● 풀이 과제
아래 자료 전체에서 "pointer"라는 표현을 모두 "marker"라는 표현으로 대체하여 다시 쓰시오. 나머지는 모두 그대로 두시오.
#### 제시 자료 ####
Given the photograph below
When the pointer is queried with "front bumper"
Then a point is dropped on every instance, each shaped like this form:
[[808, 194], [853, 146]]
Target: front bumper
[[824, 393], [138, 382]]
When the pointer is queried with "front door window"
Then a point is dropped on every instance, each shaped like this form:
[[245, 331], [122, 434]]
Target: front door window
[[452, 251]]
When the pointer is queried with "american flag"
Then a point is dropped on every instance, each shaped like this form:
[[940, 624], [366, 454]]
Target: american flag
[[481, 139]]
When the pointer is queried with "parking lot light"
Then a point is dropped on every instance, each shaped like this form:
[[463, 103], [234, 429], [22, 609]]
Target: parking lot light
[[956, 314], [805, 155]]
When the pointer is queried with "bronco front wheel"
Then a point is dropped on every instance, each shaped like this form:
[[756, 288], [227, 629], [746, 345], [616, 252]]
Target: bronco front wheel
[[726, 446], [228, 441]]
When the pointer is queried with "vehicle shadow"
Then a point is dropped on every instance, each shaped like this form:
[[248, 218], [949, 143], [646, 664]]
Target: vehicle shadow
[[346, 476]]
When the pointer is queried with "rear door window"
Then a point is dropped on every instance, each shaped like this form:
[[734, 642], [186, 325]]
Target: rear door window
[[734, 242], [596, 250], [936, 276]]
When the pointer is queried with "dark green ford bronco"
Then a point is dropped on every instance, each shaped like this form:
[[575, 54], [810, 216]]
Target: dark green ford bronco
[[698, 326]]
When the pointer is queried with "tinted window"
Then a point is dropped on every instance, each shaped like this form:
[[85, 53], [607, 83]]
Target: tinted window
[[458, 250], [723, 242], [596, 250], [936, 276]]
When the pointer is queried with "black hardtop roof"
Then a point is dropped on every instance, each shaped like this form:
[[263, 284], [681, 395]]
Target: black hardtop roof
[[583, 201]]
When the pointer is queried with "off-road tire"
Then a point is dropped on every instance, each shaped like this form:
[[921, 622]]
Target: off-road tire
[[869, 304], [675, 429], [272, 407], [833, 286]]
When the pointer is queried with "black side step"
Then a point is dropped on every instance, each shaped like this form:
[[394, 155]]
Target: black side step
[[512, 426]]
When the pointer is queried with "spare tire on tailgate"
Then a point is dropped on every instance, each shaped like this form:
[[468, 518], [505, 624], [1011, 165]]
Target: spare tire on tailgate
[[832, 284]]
####
● 완성 답안
Given the photograph below
When the marker is queried with "front bumper"
Then a point is dropped on every instance, each shaped like this form:
[[808, 194], [853, 146]]
Target: front bumper
[[824, 393], [138, 382]]
When the marker is queried with "front door window"
Then a point is dropped on every instance, each shaped like this form:
[[245, 331], [122, 434]]
Target: front door window
[[452, 251]]
When the marker is queried with "american flag"
Then a point is dropped on every instance, each shaped like this form:
[[940, 624], [366, 454]]
Target: american flag
[[481, 139]]
When the marker is queried with "parking lot light"
Then a point is dropped on every instance, each shaped like this form:
[[463, 103], [234, 429], [22, 609]]
Target: parking lot light
[[956, 314], [805, 155]]
When the marker is queried with "bronco front wheel"
Then a point is dropped on every instance, each shaped like this form:
[[756, 288], [227, 629], [746, 345], [616, 252]]
Target: bronco front wheel
[[726, 446], [228, 441]]
When the marker is queried with "vehicle shadow"
Then a point is dropped on every instance, each shaped like this form:
[[248, 218], [949, 143], [646, 664]]
Target: vehicle shadow
[[346, 476]]
When the marker is queried with "rear door window"
Then a point is dropped on every instance, each shaped like this form:
[[734, 642], [186, 325]]
Target: rear door window
[[734, 242], [596, 250], [936, 276]]
When the marker is queried with "dark green ford bronco"
Then a point is dropped on every instance, each shaped like this form:
[[575, 54], [810, 216]]
Target: dark green ford bronco
[[698, 326]]
When the marker is queried with "tinted window"
Then a point is dropped on every instance, each shaped like this form:
[[85, 53], [607, 83]]
Target: tinted window
[[458, 250], [723, 242], [596, 250], [936, 276]]
When the marker is queried with "black hardtop roof"
Then a point is dropped on every instance, each shaped like this form:
[[263, 284], [681, 395]]
Target: black hardtop roof
[[583, 201]]
When the marker is queried with "off-road tire"
Then a point is dropped on every instance, each shaped like this form:
[[921, 622]]
Target: off-road tire
[[869, 304], [675, 429], [272, 407], [833, 286]]
When the marker is queried with "black side step"
Then a point is dropped on every instance, each shaped like this form:
[[394, 155]]
Target: black side step
[[512, 426]]
When the marker is queried with "spare tire on tailgate"
Then a point is dropped on every instance, each shaped like this form:
[[468, 518], [505, 624], [1011, 165]]
Target: spare tire on tailgate
[[832, 284]]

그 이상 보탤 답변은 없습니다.